[start Data to use]

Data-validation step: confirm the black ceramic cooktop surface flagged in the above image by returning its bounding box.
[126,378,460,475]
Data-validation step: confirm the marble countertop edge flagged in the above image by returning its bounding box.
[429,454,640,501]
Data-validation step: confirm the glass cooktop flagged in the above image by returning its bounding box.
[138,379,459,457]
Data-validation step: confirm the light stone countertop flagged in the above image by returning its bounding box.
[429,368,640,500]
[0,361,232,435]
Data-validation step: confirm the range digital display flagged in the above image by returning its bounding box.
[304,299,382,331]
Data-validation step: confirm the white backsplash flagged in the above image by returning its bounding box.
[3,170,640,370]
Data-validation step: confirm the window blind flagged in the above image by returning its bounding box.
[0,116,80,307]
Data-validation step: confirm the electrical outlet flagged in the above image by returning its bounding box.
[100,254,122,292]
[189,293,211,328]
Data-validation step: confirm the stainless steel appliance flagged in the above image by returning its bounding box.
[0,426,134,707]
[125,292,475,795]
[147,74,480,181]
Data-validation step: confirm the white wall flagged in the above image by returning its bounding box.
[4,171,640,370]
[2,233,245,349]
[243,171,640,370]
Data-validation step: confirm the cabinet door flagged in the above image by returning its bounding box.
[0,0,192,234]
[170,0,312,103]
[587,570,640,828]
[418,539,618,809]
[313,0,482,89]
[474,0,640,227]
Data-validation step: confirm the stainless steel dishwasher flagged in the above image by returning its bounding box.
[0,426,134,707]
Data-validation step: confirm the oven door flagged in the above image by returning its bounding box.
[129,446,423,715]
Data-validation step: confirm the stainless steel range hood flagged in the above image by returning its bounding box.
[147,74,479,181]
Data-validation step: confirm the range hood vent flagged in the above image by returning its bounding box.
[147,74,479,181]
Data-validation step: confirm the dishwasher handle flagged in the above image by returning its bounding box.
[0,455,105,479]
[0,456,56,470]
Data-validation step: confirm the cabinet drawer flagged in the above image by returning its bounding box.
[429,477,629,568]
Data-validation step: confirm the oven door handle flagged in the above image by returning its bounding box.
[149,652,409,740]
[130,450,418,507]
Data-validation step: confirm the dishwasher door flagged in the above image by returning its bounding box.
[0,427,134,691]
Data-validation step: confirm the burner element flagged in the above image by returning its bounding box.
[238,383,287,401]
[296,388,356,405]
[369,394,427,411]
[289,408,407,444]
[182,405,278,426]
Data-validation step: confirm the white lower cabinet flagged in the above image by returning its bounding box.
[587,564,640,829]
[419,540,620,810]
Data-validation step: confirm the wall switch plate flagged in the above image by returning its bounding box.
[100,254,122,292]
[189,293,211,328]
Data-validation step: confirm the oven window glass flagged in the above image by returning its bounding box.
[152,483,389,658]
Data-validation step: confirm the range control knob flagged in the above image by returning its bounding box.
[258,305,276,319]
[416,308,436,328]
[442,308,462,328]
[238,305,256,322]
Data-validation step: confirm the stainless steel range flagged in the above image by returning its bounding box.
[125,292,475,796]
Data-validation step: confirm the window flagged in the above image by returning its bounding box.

[end Data to use]

Lay out every row above as a Markdown table with two columns, No. and Entry, giving each row's number and its text and leaving out blank lines.

* _Written solution_:
| No. | Entry |
|---|---|
| 1 | Data-validation step: confirm the black ceramic cooktop surface flagged in the above image by returning its bounding box. |
| 2 | [126,378,460,475] |
| 3 | Data-validation step: confirm the marble countertop edge flagged in the above image by returning its bounding box. |
| 4 | [429,454,640,501] |
| 5 | Data-validation step: confirm the glass cooktop flagged in the above image by returning its bounding box. |
| 6 | [138,379,459,457] |
| 7 | Data-validation step: confirm the light stone countertop flagged in the above image by returning its bounding box. |
| 8 | [429,368,640,500] |
| 9 | [0,361,232,435] |
| 10 | Data-validation step: confirm the range digital display flagged in the above image by returning its bounding box. |
| 11 | [304,299,382,331] |
| 12 | Data-validation step: confirm the white backsplash flagged in the above image by returning its bounding box. |
| 13 | [3,170,640,370] |
| 14 | Data-validation step: confirm the window blind flagged in the above image by returning its bounding box. |
| 15 | [0,116,80,307] |
| 16 | Data-validation step: confirm the electrical outlet flagged in the above image by returning its bounding box. |
| 17 | [100,254,122,292] |
| 18 | [189,293,211,328] |
| 19 | Data-validation step: confirm the stainless steel appliance flagged in the above image by returning its bounding box. |
| 20 | [0,426,134,707] |
| 21 | [125,292,475,795] |
| 22 | [147,74,480,181] |
| 23 | Data-validation step: confirm the white wall flagged in the above image by returning its bounding box. |
| 24 | [4,171,640,370] |
| 25 | [2,233,245,349] |
| 26 | [243,171,640,370] |
| 27 | Data-validation step: confirm the cabinet door flagged in the above image by returning its bounding box. |
| 28 | [0,0,192,234] |
| 29 | [170,0,312,103] |
| 30 | [587,570,640,828] |
| 31 | [418,539,618,809] |
| 32 | [313,0,482,89] |
| 33 | [474,0,640,227] |
| 34 | Data-validation step: confirm the stainless steel dishwasher flagged in the above image by returning its bounding box. |
| 35 | [0,426,134,707] |
| 36 | Data-validation step: confirm the oven door flagged in the above image by returning its bounding box. |
| 37 | [129,446,423,715] |
| 38 | Data-validation step: confirm the stainless steel range hood flagged in the above image by returning its bounding box. |
| 39 | [147,74,479,181] |
| 40 | Data-validation step: confirm the range hood vent flagged in the above image by returning its bounding box. |
| 41 | [147,74,479,181] |
| 42 | Data-validation step: confirm the dishwasher handle flagged in the above image by returning its bounding box. |
| 43 | [0,455,105,479] |
| 44 | [0,456,56,470] |
| 45 | Data-validation step: confirm the cabinet drawer flagged in the above image by returning its bounding box. |
| 46 | [429,477,629,568] |
| 47 | Data-validation step: confirm the oven door handle flagged in the above image by returning its bounding box. |
| 48 | [149,652,409,740] |
| 49 | [130,450,418,507] |
| 50 | Data-validation step: confirm the dishwasher door flagged in the above image by returning its bounding box. |
| 51 | [0,427,134,691] |
| 52 | Data-validation step: confirm the burner element flagged in the above image by returning its bounding box. |
| 53 | [238,383,287,401] |
| 54 | [296,388,356,405] |
| 55 | [369,394,427,411] |
| 56 | [289,408,407,444] |
| 57 | [182,405,278,426] |
| 58 | Data-validation step: confirm the white lower cabinet flagged in the above image by returning its bounding box. |
| 59 | [587,564,640,829] |
| 60 | [419,540,620,810] |
| 61 | Data-validation step: confirm the wall switch plate flagged in the above image by returning its bounding box. |
| 62 | [100,254,122,292] |
| 63 | [189,293,211,328] |
| 64 | Data-validation step: confirm the oven window glass flagged in the above image by returning its bounding box. |
| 65 | [152,483,389,658] |
| 66 | Data-validation step: confirm the range control knob flagged in the above image by returning its bounding box. |
| 67 | [258,305,276,319] |
| 68 | [416,308,436,328] |
| 69 | [442,308,462,328] |
| 70 | [238,305,256,322] |
| 71 | Data-validation step: confirm the stainless steel range flagged in the above image by returning its bounding box. |
| 72 | [125,292,475,796] |
| 73 | Data-validation step: confirm the window flagged in the above image by returning its bounding box. |